Activity: If a record holds a picture, omit the picture, but copy everything else below exactly.

Records supplied:
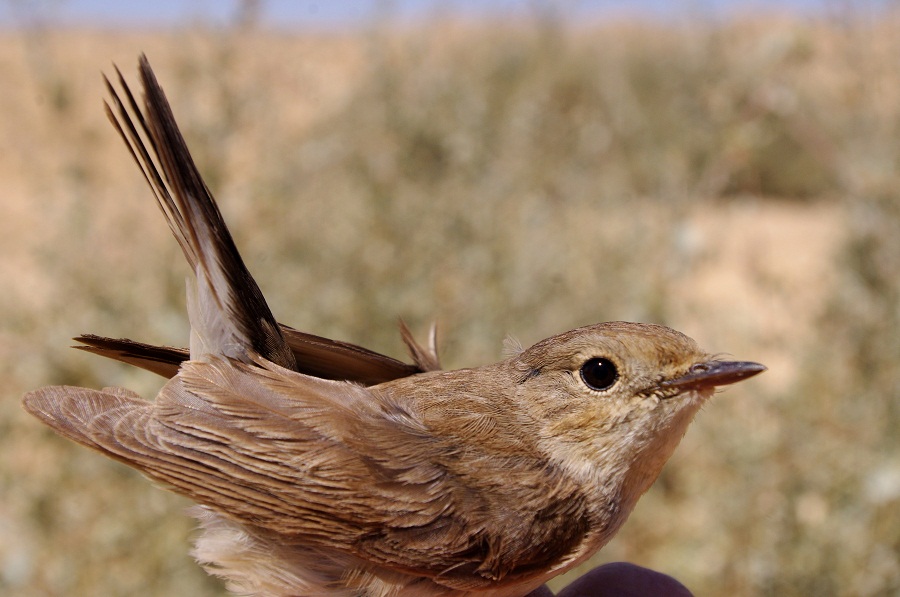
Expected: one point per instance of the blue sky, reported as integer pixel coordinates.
(339, 13)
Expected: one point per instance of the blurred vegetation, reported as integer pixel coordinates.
(519, 178)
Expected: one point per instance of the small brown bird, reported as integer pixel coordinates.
(324, 468)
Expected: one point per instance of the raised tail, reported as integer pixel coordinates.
(228, 313)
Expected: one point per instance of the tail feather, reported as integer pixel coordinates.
(229, 315)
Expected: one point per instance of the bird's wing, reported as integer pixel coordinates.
(328, 463)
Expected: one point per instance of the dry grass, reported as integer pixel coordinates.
(738, 182)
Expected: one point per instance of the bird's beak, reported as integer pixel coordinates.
(714, 373)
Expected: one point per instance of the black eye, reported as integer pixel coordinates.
(599, 374)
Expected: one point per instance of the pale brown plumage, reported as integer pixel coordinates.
(325, 468)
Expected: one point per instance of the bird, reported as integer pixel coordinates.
(323, 468)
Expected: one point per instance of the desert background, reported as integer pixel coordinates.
(734, 178)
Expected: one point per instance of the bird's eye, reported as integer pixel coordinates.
(599, 374)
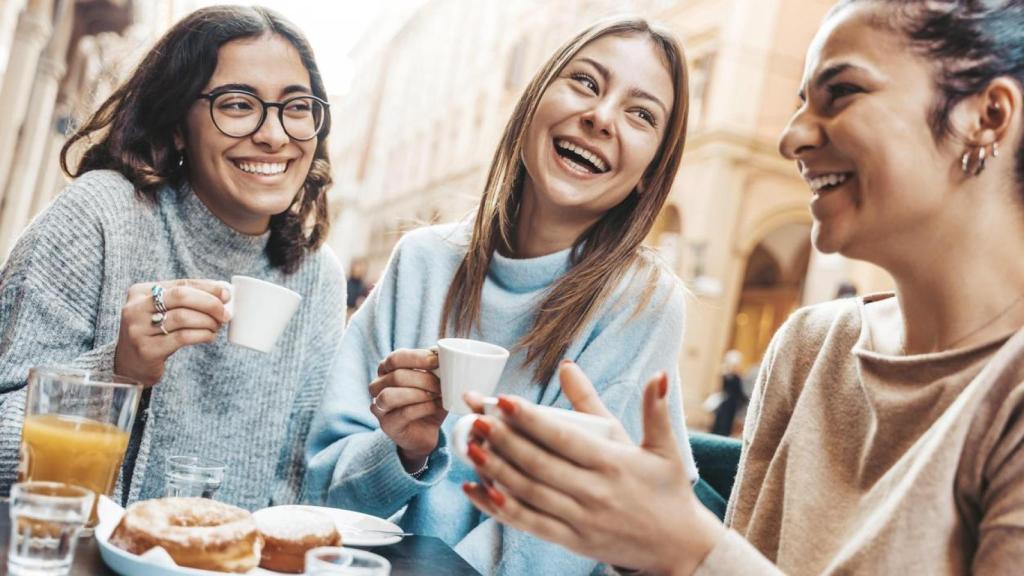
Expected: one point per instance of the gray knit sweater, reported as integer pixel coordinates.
(60, 295)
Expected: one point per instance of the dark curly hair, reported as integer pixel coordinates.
(970, 42)
(133, 131)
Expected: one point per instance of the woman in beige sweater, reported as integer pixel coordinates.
(886, 435)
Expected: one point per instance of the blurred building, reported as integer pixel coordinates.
(416, 134)
(58, 60)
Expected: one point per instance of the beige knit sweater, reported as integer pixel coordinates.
(855, 462)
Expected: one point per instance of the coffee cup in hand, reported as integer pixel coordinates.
(466, 365)
(260, 312)
(589, 423)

Output for this exercise:
Expected: one point per instance of the blue sky, reported as integer pixel coordinates.
(339, 13)
Expected: one point per instance of the blurred vegetation, reported as integer pixel coordinates.
(519, 178)
Expected: one point per instance of the small brown bird, reported as integer pixel coordinates.
(324, 468)
Expected: one point per instance of the raised tail, reported as integer pixel coordinates.
(228, 313)
Expected: one point per instance of the tail feather, reported as integer pixel coordinates.
(229, 315)
Expected: one point per instance of the bird's wing, reported as integer pixel coordinates.
(328, 463)
Expected: one point per instance of the dry grass, reported as integer pixel coordinates.
(738, 182)
Expected: one point per instance of the bird's beak, reported as integer pixel coordinates.
(714, 373)
Expected: one point per instance of the black eye, reported as integer pixel coordinates.
(599, 374)
Expected: one point per instance of the pale brown plumage, reported as integer pixel coordinates.
(325, 468)
Expected: one point per instance of the bird, reported as integer pixel coordinates.
(323, 468)
Expected: one point per instance of the desert background, reported as integer pixel coordinates.
(734, 178)
Expected: one point per instance of the bird's eye, reported as integer pixel coordinates.
(599, 374)
Expected: one point per instance of the gray knit sweater, reported as integer pixel coordinates.
(60, 295)
Expected: one point per instance of the dark curly hair, reported as integer pixel coordinates.
(970, 42)
(133, 131)
Expected: one point per instance of the woman in beige sweater, reported as integer pixel coordinates.
(886, 435)
Expected: one point per instance of the blurred building, reported as integer pixel coordinates.
(416, 134)
(58, 60)
Expected: one point per instance of the beige knit sweater, reported as integer pixel coordinates.
(855, 462)
Expected: one point per instance of the coffee cup in hand, reported as integer pixel coordinates.
(466, 365)
(260, 312)
(589, 423)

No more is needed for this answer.